What to do:
(1) In the post about the film Unforgiven, what kind of movie does the writer say nobody turns to for answers to riddles of masculinity?
(2) Rewrite the Unforgiven post between "Isn’t this precisely" and "were crazy, Will.", inclusive, changing "crazy" to "wild".

Page text:

□ □ □ □ □ □ □

Unforgiven
[the 'thing' below is a satirical response to and excellent post on KUK that deals with that old chestnut, Masculinity. But it works as a flippant review so I'm posting it here and at the other place]
This is not to say much, or nothing of any real importance. In fact, I wouldn’t have thought to say anything at all…except, this is a really good piece and I figured I’d mar it with a thought or two of my own…if only for the pleasure of spite.
Of course you right, and between “elusive “honour’ and lurking shame” is the mark of a fragile, tortured masculinity – forever surrounded by power without ever being able to ‘recognise’ himself in it…what those ever-allegorical pomo folk might characterise as the traumatic gap that separates the penis and the phallus.
But, on the other hand, William Munny was a ‘marder’!
It would have been sufficient to leave it there had the movie ‘Unforgiven’ been given the attention it deserved. But alas, nobody looks to westerns for the answers to riddles of masculinity, let alone for the tactical positions of an antagonistic politics. William Munny was a bad man, for sure…and he’d sooner kill you than piss on a hot rock. ‘Pure meaness’. But he wasn’t ‘like that no more’.
Redemption however only carries the bitter taste of the symbolic order… the ever-present threat of ‘lurking shame’. And more so for Willaim Munny, who had killed ‘women and children’ and ‘just about everything that walks or crawled’…William Munny who never had a problem ‘when it came to killing’, and who wielded the sovereign decision with all the confidence of someone standing outside the law…shame proportionate to the distance of the fall.
Isn’t this precisely the ambiguity of his declaration of ‘having changed’ in one of the opening sequences of the film:
Ned Logan: You were crazy, Will.
Will Munny: Yeah, no one liked me. Mountain boys all thought I was gonna shoot 'em out of pure meanness.
Ned Logan: Well, like I said, you ain't like that no more.
Will Munny: That's right. I'm just a fella now. I ain't no different than anyone else no more.
(my emphasis)

□ □ □ □ □ □ □

Dataset excerpts:
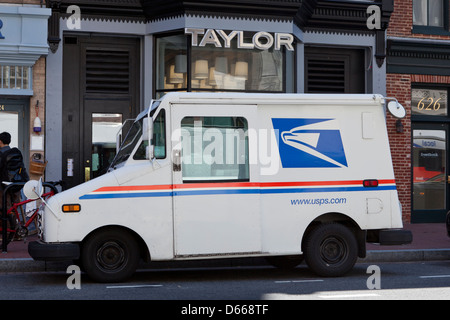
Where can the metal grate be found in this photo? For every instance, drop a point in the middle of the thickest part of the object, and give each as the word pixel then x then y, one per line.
pixel 107 71
pixel 326 76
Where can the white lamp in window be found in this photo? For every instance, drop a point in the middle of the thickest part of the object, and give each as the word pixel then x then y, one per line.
pixel 212 77
pixel 180 63
pixel 241 69
pixel 221 64
pixel 201 69
pixel 175 77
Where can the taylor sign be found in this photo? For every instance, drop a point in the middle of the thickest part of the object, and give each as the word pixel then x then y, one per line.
pixel 261 40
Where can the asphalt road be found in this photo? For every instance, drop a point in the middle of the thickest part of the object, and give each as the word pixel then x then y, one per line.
pixel 406 281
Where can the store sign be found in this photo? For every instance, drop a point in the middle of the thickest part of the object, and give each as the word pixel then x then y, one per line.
pixel 220 39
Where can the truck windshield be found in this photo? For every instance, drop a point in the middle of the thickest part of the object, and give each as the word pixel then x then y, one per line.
pixel 128 144
pixel 133 136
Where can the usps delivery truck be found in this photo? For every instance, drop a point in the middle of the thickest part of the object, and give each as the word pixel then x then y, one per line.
pixel 224 175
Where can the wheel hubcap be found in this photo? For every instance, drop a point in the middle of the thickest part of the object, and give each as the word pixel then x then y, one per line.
pixel 110 255
pixel 333 250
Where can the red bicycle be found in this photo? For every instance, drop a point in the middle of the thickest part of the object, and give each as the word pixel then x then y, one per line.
pixel 17 227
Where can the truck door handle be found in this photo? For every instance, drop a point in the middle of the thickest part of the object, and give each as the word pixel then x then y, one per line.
pixel 87 173
pixel 176 160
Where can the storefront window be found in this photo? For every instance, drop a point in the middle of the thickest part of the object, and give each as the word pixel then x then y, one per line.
pixel 15 77
pixel 429 102
pixel 182 67
pixel 429 168
pixel 171 63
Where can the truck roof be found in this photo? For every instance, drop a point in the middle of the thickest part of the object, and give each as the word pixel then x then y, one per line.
pixel 273 98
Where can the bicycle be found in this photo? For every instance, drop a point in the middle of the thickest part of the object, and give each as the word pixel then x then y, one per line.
pixel 17 228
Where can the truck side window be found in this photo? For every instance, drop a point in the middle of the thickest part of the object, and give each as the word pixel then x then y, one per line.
pixel 159 135
pixel 214 149
pixel 159 139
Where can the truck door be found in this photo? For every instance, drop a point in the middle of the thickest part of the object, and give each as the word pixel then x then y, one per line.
pixel 216 209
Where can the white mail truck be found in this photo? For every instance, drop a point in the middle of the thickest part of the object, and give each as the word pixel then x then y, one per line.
pixel 226 175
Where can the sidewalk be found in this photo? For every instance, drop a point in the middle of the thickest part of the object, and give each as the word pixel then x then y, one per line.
pixel 430 242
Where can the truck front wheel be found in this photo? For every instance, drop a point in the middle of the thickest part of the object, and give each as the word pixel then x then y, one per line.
pixel 331 250
pixel 110 255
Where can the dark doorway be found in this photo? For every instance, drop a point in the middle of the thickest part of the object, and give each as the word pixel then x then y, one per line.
pixel 100 91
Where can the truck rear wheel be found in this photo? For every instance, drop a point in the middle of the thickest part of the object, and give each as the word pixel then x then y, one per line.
pixel 331 250
pixel 110 255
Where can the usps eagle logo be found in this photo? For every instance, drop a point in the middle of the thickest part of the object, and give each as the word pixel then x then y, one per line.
pixel 310 143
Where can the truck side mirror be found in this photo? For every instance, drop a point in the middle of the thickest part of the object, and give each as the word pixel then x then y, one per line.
pixel 147 133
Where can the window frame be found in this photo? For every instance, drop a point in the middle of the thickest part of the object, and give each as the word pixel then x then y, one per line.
pixel 246 150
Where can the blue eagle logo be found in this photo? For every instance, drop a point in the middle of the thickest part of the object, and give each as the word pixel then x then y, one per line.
pixel 310 143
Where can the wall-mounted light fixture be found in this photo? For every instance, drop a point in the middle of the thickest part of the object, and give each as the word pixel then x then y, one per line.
pixel 399 126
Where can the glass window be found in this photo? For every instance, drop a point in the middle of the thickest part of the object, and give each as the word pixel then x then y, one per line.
pixel 159 135
pixel 428 13
pixel 128 144
pixel 182 67
pixel 429 166
pixel 237 69
pixel 171 63
pixel 429 102
pixel 15 77
pixel 214 149
pixel 104 131
pixel 159 139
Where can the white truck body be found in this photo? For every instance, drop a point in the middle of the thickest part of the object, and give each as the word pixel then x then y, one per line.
pixel 238 175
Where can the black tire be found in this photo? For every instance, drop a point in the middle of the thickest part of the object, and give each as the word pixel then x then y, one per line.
pixel 285 262
pixel 331 250
pixel 110 255
pixel 11 225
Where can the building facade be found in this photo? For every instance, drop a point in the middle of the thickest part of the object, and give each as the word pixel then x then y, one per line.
pixel 418 74
pixel 108 59
pixel 23 51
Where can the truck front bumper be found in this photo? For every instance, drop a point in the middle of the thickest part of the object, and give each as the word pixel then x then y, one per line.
pixel 53 251
pixel 390 237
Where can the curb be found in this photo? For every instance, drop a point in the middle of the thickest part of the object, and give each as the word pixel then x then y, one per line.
pixel 408 255
pixel 411 255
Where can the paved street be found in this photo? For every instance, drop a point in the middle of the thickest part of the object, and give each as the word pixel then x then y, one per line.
pixel 421 280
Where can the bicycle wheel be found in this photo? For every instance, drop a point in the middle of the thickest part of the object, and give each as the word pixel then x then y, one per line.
pixel 11 225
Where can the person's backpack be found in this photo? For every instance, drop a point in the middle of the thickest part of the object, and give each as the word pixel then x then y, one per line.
pixel 15 168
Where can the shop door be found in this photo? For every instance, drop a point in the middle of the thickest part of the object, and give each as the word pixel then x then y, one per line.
pixel 102 120
pixel 430 176
pixel 100 91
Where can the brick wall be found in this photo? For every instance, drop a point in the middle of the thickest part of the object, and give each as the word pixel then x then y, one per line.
pixel 399 86
pixel 401 22
pixel 39 94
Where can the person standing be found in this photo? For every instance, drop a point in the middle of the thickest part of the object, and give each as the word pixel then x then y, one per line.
pixel 12 168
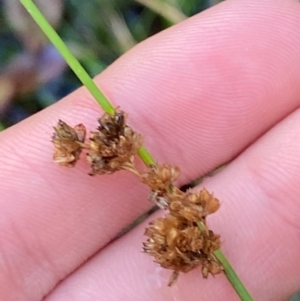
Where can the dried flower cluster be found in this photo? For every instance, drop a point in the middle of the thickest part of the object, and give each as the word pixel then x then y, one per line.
pixel 68 143
pixel 110 148
pixel 175 241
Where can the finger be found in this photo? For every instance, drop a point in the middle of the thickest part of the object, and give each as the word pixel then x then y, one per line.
pixel 259 226
pixel 55 218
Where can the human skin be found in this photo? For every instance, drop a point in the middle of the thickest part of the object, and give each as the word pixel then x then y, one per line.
pixel 222 86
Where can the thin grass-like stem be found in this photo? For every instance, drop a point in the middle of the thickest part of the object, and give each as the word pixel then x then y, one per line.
pixel 108 107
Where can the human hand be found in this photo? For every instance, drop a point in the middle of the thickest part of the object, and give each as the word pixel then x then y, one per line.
pixel 223 85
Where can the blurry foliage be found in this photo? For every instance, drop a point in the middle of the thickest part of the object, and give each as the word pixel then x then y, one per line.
pixel 32 73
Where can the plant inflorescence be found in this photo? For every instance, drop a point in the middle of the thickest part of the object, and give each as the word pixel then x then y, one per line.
pixel 175 240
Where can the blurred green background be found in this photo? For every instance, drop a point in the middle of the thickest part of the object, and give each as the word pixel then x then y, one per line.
pixel 32 73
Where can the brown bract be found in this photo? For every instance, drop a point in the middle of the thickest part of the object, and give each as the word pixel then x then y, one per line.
pixel 175 241
pixel 113 145
pixel 181 246
pixel 68 143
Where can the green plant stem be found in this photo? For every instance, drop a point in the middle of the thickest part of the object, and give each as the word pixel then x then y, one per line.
pixel 67 55
pixel 230 273
pixel 107 107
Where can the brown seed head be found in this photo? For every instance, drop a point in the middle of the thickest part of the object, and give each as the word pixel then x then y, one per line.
pixel 114 145
pixel 180 245
pixel 68 143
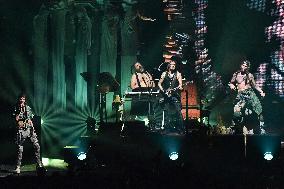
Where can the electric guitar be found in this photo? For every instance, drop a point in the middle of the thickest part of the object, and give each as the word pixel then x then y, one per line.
pixel 170 91
pixel 24 124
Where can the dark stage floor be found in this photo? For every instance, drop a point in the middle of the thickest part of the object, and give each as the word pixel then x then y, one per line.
pixel 143 162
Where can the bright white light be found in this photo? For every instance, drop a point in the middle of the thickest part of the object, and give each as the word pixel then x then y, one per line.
pixel 45 161
pixel 173 156
pixel 82 156
pixel 268 156
pixel 146 121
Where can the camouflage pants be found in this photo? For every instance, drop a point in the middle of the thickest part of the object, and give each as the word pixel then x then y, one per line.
pixel 22 135
pixel 245 100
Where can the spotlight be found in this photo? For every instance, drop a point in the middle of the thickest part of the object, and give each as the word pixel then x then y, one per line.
pixel 45 161
pixel 173 156
pixel 268 156
pixel 81 156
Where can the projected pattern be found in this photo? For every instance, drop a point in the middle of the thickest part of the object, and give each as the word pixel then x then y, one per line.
pixel 271 74
pixel 203 65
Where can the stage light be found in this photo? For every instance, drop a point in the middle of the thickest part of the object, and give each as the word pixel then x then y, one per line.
pixel 82 156
pixel 173 156
pixel 268 156
pixel 45 161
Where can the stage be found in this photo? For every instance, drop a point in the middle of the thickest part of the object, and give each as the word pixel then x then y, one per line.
pixel 142 160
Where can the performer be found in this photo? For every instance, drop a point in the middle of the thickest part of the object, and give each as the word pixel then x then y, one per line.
pixel 243 81
pixel 25 129
pixel 141 79
pixel 170 84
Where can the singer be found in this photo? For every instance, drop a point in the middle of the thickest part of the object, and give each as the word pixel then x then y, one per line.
pixel 243 82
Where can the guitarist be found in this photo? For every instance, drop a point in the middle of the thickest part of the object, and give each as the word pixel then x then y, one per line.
pixel 243 82
pixel 170 84
pixel 23 117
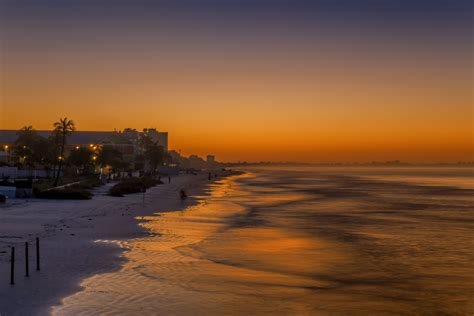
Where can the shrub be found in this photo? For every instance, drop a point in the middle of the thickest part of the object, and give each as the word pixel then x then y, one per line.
pixel 65 194
pixel 133 185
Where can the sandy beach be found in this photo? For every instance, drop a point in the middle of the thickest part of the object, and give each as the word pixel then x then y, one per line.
pixel 70 234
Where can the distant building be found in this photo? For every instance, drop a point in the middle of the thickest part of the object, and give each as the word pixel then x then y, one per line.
pixel 127 142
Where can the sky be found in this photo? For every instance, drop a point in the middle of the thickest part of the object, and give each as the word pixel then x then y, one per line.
pixel 315 81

□ □ □ □ □ □ □

Expected responses:
(1) Westerns.

(2)
Isn’t this precisely the ambiguity of his declaration of ‘having changed’ in one of the opening sequences of the film:
Ned Logan: You were wild, Will.